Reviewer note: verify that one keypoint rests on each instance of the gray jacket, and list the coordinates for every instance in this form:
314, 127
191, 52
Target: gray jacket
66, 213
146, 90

----------

Directions for this task: Retype the data in full, exactly.

Response to this exercise:
Reviewer note: verify that one keypoint rests on each instance of the gray jacket, and list the coordinates for every instance in this form:
314, 127
191, 52
Target: gray jacket
66, 213
146, 90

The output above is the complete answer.